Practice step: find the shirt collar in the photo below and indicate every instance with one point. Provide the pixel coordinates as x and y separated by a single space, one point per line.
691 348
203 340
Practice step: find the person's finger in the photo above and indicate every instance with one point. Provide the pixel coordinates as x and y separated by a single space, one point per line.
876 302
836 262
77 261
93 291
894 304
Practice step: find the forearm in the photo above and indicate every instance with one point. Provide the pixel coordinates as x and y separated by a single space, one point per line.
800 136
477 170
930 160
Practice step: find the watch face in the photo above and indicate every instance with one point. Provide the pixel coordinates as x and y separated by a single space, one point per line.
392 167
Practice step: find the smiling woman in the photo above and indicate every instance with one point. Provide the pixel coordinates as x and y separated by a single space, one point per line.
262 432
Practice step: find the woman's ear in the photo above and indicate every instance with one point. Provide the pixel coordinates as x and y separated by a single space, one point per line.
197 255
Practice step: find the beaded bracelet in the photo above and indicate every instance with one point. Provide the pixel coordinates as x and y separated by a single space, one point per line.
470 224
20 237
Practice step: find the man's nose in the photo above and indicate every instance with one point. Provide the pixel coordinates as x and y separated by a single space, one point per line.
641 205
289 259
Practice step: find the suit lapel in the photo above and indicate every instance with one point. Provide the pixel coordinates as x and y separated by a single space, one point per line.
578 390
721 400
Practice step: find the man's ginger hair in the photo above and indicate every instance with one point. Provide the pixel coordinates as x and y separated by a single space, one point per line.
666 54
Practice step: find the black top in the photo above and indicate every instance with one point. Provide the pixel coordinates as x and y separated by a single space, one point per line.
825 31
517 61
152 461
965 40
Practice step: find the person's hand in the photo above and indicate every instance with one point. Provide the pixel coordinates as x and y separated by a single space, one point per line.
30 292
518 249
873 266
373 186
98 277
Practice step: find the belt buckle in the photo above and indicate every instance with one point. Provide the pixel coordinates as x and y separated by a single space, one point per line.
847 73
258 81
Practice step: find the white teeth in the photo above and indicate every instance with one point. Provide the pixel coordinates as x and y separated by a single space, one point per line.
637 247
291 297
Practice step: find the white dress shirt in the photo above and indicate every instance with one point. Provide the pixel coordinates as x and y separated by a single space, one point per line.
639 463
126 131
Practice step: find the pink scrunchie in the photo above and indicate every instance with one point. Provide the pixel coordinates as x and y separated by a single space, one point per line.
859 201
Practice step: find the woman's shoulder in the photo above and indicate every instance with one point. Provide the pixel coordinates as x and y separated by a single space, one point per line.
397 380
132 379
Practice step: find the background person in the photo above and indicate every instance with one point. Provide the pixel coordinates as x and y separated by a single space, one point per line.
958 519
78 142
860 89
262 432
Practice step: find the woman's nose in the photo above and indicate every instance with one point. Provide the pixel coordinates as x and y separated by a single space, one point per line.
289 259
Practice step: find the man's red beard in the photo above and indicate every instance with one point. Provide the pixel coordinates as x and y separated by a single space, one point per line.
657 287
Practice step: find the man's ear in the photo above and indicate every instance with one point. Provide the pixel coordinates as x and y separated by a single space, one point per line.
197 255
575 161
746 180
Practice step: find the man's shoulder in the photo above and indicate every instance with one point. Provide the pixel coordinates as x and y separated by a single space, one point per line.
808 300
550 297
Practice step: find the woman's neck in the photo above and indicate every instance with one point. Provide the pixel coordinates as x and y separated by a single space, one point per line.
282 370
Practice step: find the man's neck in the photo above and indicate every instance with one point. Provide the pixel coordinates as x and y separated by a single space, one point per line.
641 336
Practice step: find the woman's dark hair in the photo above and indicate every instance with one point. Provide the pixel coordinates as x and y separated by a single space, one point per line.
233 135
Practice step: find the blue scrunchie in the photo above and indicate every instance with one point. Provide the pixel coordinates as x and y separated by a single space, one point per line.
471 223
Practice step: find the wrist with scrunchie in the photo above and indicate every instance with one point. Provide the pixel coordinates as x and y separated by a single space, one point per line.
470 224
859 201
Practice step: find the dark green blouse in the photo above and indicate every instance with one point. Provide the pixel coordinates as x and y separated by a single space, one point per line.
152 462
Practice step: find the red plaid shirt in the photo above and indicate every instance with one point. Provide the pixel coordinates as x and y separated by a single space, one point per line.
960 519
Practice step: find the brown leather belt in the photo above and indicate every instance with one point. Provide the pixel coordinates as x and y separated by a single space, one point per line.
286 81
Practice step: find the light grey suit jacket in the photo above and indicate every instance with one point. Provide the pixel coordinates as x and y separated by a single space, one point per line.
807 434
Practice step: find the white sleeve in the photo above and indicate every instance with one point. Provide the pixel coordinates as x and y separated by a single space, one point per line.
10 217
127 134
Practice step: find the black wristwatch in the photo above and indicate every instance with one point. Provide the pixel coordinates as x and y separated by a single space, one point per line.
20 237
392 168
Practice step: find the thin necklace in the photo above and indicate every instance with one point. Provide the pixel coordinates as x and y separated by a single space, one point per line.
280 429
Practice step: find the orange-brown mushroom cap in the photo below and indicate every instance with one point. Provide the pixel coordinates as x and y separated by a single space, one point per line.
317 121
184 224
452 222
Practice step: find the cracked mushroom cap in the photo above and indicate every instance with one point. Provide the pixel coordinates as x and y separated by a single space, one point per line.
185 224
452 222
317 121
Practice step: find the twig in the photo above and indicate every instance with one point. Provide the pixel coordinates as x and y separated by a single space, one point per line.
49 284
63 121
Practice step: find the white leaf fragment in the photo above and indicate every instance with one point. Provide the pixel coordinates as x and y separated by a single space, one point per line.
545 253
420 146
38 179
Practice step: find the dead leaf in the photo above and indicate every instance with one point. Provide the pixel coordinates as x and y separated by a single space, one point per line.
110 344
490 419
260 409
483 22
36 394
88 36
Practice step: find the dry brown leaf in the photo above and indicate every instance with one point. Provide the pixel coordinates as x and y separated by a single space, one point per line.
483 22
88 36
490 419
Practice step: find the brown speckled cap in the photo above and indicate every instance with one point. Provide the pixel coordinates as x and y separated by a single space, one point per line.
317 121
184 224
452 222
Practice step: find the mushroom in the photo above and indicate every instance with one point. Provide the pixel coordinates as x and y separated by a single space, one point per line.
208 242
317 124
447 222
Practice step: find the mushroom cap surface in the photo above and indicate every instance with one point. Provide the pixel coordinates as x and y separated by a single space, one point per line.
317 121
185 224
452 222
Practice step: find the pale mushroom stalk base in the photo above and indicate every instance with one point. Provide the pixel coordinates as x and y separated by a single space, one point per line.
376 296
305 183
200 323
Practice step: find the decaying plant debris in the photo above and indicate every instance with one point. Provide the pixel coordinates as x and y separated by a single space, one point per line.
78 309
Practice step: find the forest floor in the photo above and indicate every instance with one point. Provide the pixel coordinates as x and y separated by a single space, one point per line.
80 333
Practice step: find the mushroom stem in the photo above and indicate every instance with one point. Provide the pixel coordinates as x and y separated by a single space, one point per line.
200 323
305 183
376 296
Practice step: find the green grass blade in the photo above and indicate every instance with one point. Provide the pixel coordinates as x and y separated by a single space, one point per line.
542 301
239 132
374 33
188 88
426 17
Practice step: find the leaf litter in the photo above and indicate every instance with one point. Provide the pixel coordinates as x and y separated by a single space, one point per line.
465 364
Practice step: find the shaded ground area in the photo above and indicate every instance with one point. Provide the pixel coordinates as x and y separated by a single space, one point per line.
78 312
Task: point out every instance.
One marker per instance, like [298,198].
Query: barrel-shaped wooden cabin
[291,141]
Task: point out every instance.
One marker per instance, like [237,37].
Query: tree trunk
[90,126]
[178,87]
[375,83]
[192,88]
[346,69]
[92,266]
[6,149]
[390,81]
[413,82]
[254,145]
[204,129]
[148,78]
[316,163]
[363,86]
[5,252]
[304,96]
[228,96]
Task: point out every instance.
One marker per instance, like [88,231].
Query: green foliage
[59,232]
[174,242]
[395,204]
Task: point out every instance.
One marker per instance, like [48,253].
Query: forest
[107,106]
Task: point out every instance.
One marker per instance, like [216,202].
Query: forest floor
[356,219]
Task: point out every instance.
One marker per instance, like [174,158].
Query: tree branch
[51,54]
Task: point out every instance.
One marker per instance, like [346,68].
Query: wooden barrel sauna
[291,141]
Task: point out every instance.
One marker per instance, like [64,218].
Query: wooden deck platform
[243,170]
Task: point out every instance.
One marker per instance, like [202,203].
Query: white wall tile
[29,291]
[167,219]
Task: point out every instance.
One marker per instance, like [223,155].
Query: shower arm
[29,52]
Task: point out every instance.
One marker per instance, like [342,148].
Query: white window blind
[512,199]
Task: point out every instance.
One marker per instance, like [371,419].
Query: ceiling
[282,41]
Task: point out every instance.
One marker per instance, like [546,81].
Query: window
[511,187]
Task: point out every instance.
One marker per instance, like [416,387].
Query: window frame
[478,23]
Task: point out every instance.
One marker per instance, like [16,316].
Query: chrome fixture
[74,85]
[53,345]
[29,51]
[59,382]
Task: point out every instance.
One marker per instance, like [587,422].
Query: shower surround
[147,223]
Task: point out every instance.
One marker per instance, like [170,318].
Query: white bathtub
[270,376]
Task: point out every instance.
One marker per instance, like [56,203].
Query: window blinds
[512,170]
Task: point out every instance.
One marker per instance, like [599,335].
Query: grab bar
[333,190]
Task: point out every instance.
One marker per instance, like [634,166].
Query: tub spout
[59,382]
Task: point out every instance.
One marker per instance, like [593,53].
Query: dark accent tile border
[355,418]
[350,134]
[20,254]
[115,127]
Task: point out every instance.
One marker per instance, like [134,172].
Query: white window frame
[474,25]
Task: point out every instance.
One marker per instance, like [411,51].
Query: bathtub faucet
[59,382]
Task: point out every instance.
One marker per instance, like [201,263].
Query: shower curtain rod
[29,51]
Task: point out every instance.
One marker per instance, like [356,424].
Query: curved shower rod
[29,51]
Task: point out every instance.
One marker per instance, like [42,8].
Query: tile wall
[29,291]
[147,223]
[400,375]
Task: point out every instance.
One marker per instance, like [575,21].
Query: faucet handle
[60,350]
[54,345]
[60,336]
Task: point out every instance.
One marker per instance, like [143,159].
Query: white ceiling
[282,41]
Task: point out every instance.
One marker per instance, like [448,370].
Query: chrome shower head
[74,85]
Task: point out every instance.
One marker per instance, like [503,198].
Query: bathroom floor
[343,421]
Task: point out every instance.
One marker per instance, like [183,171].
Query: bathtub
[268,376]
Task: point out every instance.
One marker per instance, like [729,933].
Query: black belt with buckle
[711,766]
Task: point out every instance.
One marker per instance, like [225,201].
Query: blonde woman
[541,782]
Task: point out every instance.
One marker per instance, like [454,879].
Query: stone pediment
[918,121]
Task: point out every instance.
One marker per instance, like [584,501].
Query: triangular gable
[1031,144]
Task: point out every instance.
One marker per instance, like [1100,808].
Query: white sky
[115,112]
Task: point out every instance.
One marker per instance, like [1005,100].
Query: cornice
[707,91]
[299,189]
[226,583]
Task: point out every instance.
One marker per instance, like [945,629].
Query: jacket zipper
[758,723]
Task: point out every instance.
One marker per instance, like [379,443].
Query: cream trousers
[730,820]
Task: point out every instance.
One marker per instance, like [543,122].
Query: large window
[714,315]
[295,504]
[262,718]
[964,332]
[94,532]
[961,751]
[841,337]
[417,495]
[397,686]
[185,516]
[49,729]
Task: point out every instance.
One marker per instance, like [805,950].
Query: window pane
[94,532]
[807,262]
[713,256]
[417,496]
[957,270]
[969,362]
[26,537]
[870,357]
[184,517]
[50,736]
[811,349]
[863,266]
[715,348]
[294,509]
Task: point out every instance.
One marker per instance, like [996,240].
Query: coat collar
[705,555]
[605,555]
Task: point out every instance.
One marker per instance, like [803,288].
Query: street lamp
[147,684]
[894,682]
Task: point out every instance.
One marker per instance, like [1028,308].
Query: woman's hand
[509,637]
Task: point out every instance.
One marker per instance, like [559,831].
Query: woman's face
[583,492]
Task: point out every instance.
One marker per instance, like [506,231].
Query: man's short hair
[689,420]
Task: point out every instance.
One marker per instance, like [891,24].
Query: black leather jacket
■ ■ ■ ■ ■ ■ ■
REQUIREMENT:
Starting with the line above that holds "One marker per instance, like [42,8]." and stopping with the line that holds "One marker per instance, like [448,370].", reproduce each line exactly, omitting all other lines.

RESPONSE BOX:
One marker per instance, like [42,8].
Query: tile wall
[29,291]
[147,223]
[400,375]
Task: point out every instance.
One marker per instance, like [575,21].
Query: faucet handle
[60,350]
[54,345]
[60,336]
Task: point out every instance.
One marker per instance, like [143,159].
Query: white ceiling
[282,41]
Task: point out every instance.
One marker per instance, like [448,370].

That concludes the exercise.